SOURCE PASSAGE:
^^^^^^^^^^^^^^^^
Tuesday, November 15, 2011

My Friend

Morning and sunshine greet your smiles
—on them, evidently, each day relies!
While light quietly casts you over miles
of forms and pathways well-traveled,
the presence of your warm shadow signifies
your arrival for fun, discussion and laughter
over all the world’s revels and riles
(though key mysteries might need to be unraveled
in a follow-up phone call, well after),
and though you and the sun make way for moon wiles,
memory of your smile lingers; a light that never dies.

© 2011 by Elisabeth T. Eliassen

Monday, November 14, 2011

The Season of Giving and Sharing Revisited


Well, we are now on that slippery slope that leads to Thanksgiving, Christmas and a New Year. For many, it is either “Ho, Ho, Ho” or “Ho hum”. For some, it may be an excuse to acquire, an excuse to shop, an excuse to spend and indulge, and for some to boost their image. We have, after all, been well trained to feed the capitalist system by spending.

But, I sometimes wonder if we are really fulfilled by the excesses of Holiday spending. Does spending give us a feeling of power? I know it place stresses on us and our society that are difficult to overcome: financial burdens, obligations, waste creation are but a few of such stresses.

My observations of today’s society is not a happy one for me. I see that there is a great deal of existence and experience that is extremely shallow and solitary, if not outright alienating. Polar extremes of opinion keep people from thinking and acting toward a via media that might prove to make life better for more people. The greed of the top 1% percent, as well as that of those political leaders who are charged with the responsibility of overseeing the general welfare of all citizens, is all too transparent; not a day goes by when there is not some new scandal having to do with public money being misused.

Growing up, as I did, within the roiling foment of the 1960s, it is hard to see that we fulfilled those needs we peacefully marched for. While there is greater parity, there are now even greater divides and millions more examples of small-minded thinking to overcome. We may be created equal, but there is no equal treatment to be had.

Growing up, as I did, in a time of seeming plenty, I look around now and see that current events and trends have people afraid for their financial and personal security. Our natural resources are being consumed at ever greater rates, often expended for the sake of cheaply manufactured items that all to easily become broken and toxic trash. While we pride ourselves for our recycling efforts, but the truth is that much of what America recycles is sent to be processed overseas. While vast amounts of money are spent on maintaining the status quo of toxic and endangered energy, not all that much is spent to develop new technologies that might turn our recycling into more localized business that creates or renews energy.

Knowing this, one thing we can do is conscientiously work to reduce our waste.
^^^^^^^^^^^^^^^^
INFORMATION SHOWN:
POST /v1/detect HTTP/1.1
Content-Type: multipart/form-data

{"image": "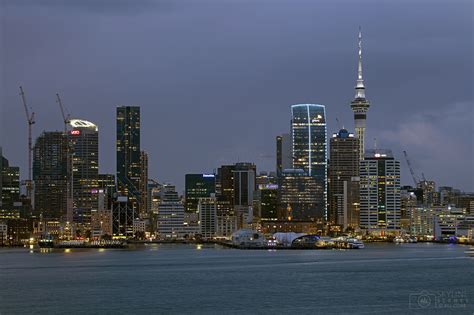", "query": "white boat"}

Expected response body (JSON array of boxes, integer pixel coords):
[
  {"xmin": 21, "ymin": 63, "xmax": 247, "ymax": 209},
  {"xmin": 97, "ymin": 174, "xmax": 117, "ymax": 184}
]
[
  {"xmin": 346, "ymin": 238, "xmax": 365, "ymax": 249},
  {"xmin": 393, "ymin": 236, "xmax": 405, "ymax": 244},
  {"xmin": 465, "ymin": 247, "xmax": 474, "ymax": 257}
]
^^^^^^^^^^^^^^^^
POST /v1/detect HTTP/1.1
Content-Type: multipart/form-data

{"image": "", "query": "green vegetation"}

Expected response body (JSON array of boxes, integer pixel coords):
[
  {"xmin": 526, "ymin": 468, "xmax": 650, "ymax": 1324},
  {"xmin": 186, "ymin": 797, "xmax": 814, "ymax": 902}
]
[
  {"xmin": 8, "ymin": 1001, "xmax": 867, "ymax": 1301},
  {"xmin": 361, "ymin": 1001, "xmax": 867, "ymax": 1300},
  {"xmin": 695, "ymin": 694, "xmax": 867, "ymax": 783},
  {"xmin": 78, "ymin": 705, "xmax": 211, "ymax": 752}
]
^^^^^^^^^^^^^^^^
TO DO:
[a] Return the stretch of the blog entries from "The Season of" through "system by spending.", word for word.
[b] Take the blog entries further, picking up right after their final sentence.
The data has no connection to the blog entries.

PER-TASK OUTPUTS:
[a]
The Season of Giving and Sharing Revisited


Well, we are now on that slippery slope that leads to Thanksgiving, Christmas and a New Year. For many, it is either “Ho, Ho, Ho” or “Ho hum”. For some, it may be an excuse to acquire, an excuse to shop, an excuse to spend and indulge, and for some to boost their image. We have, after all, been well trained to feed the capitalist system by spending.

[b]
During the great SpendFest of the 1980s and 1990s, we were taught that catalog purchases meant we could have anything at anytime. All well and good, but the waste of packaging materials and fuel used in shipping can add irresponsibly to our environmental dilemma. The avalanche of catalogs, themselves, add to our landfill! One of the most egregious examples of such catalog purchasing happens when people order perishable foods, such as steaks, and have them shipped to the giftee—think about the giant box with the additional Styrofoam insert box, dry ice and other materials added just to send a couple of steaks that, let’s face it, aren’t worth all that effort and waste. Much better to send a gift certificate for a lovely meal at a fine restaurant local to the giftee. 

One thing is very clear: More than ever, people need each other, we need to share what we have, pool resources and avoid unnecessary waste.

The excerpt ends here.